Bug fix in the design of the COWPager commit sequence. Page 1 is now used to store a copy of the previous committed header rather than the new one, as recovering to an unsync'd new header from Page 1 is incorrect behavior since other pager writes may not have made it to disk. Also fixed header page size handling which would write unusable backup headers when using >4k pages.

This commit is contained in:
Stephen Atherton 2019-08-16 03:24:55 -07:00
parent ca11845934
commit 61054492b6
1 changed files with 82 additions and 43 deletions

View File

@ -63,7 +63,7 @@ public:
int64_t numPages;
int64_t numEntries;
std::string toString() const {
return format("head: %u:%d tail: %u:%d numPages: %" PRId64 " numEntries: %" PRId64 "\n", headPageID, (int)headIndex, tailPageID, numPages, numEntries);
return format("head: %u:%d tail: %u numPages: %" PRId64 " numEntries: %" PRId64 "\n", headPageID, (int)headIndex, tailPageID, numPages, numEntries);
}
};
#pragma pack(pop)

#### JOBS
a – In the COWPager commit page, why does Page 1 now store a copy of the previous committed header instead of the new one? Answer in one to three sentences.
b – According to the COWPager commit page, what went wrong with the header page size handling before the fix?
c – Pick up the COWPager commit page after its last shown line and keep going.
The rows are a separate set of material from the COWPager commit page.

(Coordinate labeling data)
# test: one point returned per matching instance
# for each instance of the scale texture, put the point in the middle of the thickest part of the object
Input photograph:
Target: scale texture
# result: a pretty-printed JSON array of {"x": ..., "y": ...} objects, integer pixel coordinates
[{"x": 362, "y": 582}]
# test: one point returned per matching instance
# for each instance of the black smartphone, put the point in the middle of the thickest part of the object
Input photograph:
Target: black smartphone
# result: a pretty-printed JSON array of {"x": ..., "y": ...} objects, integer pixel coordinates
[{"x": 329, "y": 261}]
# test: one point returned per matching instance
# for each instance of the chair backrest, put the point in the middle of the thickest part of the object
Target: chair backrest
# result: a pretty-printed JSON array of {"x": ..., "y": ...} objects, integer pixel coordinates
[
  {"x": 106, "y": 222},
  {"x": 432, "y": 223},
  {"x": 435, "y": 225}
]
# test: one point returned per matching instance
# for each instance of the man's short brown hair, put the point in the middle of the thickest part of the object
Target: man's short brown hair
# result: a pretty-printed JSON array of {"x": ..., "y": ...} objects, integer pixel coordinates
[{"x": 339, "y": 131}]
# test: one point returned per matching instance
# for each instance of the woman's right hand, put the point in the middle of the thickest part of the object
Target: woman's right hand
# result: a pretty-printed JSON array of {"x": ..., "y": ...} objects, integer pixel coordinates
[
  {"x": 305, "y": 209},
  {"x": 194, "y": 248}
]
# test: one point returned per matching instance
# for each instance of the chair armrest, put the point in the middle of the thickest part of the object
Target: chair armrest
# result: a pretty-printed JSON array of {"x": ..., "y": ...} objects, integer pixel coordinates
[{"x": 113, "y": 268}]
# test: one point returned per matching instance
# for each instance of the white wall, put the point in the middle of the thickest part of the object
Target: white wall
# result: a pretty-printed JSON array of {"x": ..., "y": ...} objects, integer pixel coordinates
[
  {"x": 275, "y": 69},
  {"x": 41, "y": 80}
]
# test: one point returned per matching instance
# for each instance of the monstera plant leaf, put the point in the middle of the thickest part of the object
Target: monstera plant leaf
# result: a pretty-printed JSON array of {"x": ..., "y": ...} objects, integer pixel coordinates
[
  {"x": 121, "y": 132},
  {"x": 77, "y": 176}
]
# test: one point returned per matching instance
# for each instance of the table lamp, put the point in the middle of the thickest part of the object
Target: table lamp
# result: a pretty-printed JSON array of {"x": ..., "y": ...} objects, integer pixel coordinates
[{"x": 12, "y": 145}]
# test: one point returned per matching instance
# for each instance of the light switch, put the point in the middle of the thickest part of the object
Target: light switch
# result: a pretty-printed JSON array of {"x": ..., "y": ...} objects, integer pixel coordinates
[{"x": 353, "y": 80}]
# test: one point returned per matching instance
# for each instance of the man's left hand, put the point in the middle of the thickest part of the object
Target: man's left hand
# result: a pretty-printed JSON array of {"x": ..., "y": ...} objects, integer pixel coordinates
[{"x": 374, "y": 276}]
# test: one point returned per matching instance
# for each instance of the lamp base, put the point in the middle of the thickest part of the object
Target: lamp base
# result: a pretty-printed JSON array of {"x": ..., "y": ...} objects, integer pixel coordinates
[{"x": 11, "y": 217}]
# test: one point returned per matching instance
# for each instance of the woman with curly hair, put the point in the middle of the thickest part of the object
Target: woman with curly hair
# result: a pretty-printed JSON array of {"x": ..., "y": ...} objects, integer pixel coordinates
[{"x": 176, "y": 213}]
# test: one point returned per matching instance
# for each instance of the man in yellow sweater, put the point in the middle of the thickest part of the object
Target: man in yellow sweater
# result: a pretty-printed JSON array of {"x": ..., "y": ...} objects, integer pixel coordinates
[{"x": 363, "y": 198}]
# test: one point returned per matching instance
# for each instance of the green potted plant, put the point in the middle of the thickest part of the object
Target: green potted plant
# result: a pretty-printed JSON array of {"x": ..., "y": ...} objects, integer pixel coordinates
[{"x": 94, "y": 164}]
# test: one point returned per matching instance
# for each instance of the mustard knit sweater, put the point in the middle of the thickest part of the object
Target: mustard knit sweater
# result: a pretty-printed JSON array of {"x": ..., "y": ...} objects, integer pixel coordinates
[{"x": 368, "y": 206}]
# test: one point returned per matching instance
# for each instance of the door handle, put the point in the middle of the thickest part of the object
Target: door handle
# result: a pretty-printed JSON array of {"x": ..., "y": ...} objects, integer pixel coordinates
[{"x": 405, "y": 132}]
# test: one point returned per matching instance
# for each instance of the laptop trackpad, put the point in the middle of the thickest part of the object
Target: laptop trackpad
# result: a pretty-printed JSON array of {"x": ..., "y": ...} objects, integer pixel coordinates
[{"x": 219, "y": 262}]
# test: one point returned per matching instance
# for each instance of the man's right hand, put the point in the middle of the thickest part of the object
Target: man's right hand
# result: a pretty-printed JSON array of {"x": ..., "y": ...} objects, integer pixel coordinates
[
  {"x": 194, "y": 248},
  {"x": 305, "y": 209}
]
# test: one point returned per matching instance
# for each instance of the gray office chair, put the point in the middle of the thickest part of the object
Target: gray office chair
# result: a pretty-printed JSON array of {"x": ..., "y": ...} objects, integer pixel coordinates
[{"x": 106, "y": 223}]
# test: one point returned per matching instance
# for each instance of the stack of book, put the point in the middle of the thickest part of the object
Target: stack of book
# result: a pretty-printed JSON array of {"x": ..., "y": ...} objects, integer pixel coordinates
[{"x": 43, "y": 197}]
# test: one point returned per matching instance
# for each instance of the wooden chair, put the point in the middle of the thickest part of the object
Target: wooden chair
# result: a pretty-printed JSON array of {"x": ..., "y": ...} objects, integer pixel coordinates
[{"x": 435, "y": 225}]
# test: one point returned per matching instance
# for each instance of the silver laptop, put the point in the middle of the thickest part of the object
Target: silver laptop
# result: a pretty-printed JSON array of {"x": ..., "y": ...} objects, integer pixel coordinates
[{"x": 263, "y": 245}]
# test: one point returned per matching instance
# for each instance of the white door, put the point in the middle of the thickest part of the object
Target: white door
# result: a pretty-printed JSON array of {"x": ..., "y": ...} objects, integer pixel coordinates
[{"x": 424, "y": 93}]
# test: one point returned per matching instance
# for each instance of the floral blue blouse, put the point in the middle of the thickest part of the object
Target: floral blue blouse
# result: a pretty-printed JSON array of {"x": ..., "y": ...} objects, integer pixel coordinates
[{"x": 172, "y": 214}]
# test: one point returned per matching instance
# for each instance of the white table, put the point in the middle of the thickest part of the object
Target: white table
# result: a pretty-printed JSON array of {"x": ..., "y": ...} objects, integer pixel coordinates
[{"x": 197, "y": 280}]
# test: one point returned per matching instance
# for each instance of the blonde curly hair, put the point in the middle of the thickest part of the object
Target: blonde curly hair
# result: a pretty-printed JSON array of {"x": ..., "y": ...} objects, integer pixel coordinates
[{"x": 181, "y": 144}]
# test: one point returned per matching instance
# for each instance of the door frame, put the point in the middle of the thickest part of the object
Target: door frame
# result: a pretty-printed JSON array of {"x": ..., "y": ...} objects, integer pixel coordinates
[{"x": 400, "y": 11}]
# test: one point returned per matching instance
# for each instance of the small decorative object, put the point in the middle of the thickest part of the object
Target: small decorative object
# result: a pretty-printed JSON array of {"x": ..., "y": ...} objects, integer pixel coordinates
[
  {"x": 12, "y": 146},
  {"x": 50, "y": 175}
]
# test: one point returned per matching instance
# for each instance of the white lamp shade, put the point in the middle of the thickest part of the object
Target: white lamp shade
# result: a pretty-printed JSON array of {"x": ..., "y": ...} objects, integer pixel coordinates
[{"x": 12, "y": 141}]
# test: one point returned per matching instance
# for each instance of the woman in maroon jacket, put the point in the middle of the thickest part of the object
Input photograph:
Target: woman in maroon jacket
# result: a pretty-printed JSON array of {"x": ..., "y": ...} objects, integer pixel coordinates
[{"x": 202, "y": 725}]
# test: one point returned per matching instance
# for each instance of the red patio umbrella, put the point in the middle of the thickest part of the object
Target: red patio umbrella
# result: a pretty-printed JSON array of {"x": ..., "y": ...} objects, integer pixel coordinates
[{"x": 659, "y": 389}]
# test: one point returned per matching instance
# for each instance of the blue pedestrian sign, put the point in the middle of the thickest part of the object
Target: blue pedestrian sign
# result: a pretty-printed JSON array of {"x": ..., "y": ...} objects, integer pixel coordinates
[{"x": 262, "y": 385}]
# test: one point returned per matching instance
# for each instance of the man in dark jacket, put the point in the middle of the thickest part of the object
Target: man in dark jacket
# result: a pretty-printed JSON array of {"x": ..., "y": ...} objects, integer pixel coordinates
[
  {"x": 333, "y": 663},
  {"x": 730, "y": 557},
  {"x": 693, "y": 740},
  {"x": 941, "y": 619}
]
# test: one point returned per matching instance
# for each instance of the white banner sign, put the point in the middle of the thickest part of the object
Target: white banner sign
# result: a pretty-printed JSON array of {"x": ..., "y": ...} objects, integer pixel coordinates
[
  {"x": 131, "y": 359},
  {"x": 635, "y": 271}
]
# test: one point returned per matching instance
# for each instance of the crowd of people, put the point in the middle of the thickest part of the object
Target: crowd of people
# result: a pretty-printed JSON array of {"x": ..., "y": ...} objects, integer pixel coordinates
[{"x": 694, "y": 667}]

#### SOLVED TASKS
a – Recovering to an unsynced new header from Page 1 is incorrect behavior. Other pager writes may not have made it to disk yet.

b – It wrote unusable backup headers when pages larger than 4k were used.

c –
@ -90,7 +90,7 @@ public:
// Point cursor to a page which has never been written before, allocate
// a page buffer and initialize it
void initWrite(FIFOQueue *q, LogicalPageID newPageID) {
debug_printf("New queue cursor at page id=%u write=%d\n", newPageID, write);
debug_printf("FIFOQueue(%s): New write queue cursor at page id=%u\n", q->name.c_str(), newPageID);
queue = q;
pageID = newPageID;
initNewPageBuffer();
@ -98,7 +98,7 @@ public:
// Point cursor to a page to read from. Begin loading the page if beginLoad is set.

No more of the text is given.